• **What you are asked to do**: List each line of the listing below that contains the string "chef".

--- begin Data entries ---

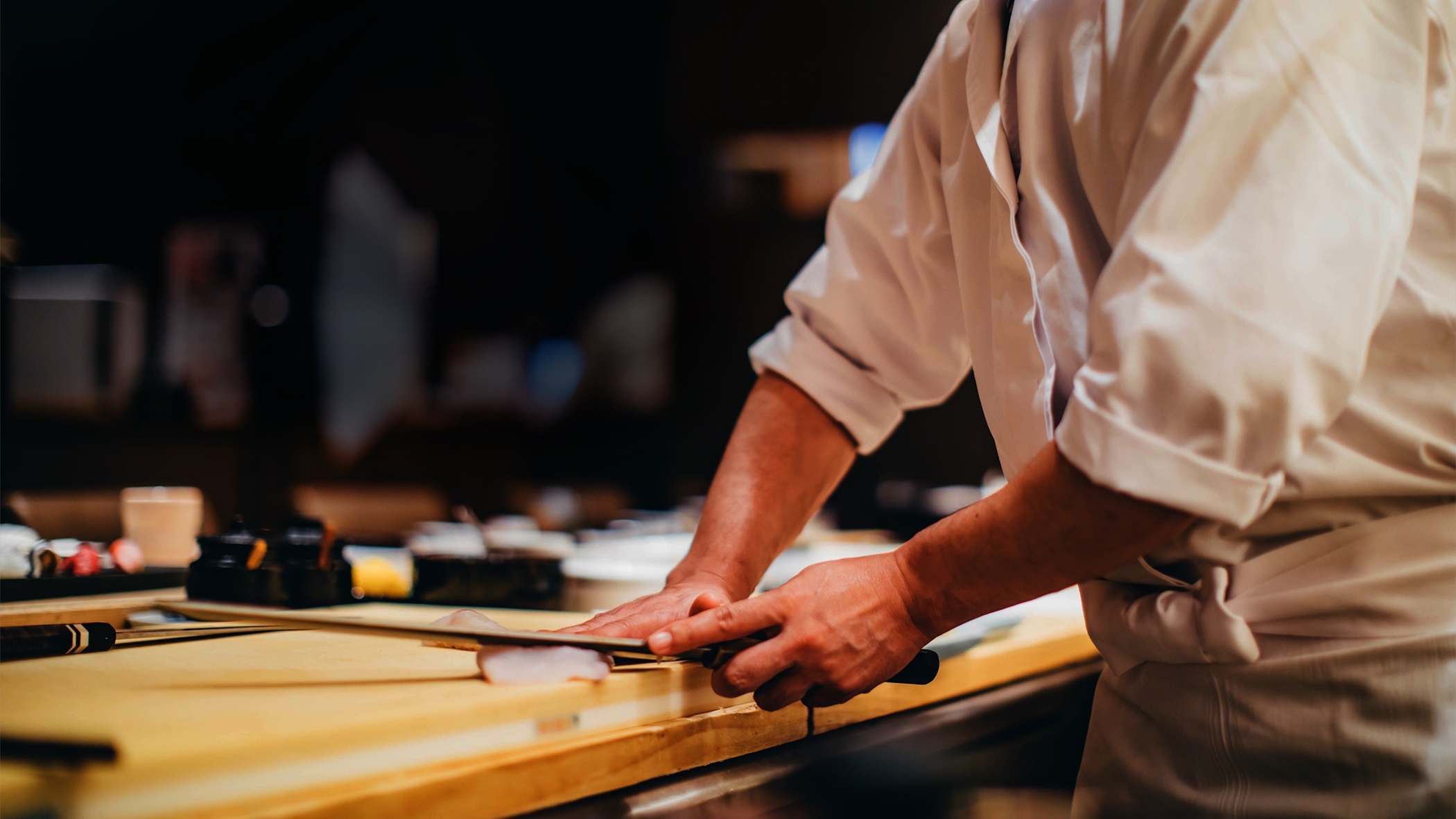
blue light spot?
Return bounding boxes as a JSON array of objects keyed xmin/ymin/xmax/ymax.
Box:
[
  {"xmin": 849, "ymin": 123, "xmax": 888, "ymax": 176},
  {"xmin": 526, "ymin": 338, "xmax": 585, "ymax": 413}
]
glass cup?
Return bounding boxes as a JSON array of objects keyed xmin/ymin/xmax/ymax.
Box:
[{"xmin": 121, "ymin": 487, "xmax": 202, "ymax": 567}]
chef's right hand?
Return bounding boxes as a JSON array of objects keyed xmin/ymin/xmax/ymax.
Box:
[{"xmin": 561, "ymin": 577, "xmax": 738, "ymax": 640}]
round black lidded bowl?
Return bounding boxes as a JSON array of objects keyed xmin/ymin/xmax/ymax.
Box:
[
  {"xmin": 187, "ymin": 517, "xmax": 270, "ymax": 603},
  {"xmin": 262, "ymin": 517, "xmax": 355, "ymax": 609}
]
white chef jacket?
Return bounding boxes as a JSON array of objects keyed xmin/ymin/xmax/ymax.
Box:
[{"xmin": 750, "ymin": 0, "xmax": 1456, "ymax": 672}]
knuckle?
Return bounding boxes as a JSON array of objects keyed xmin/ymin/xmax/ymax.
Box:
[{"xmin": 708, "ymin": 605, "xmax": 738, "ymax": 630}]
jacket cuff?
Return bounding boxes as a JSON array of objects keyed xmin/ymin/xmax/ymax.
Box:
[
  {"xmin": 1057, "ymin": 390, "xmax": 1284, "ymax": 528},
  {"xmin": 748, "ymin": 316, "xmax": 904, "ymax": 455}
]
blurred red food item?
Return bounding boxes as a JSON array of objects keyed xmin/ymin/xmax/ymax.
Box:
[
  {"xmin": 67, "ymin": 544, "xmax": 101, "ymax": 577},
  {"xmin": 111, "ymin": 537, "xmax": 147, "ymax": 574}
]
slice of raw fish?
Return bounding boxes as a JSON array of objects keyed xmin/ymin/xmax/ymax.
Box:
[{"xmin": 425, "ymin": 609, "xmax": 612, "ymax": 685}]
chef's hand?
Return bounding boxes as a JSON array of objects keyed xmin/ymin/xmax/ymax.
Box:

--- end Data entries ---

• **Response to the task**:
chef's right hand?
white chef jacket?
chef's hand?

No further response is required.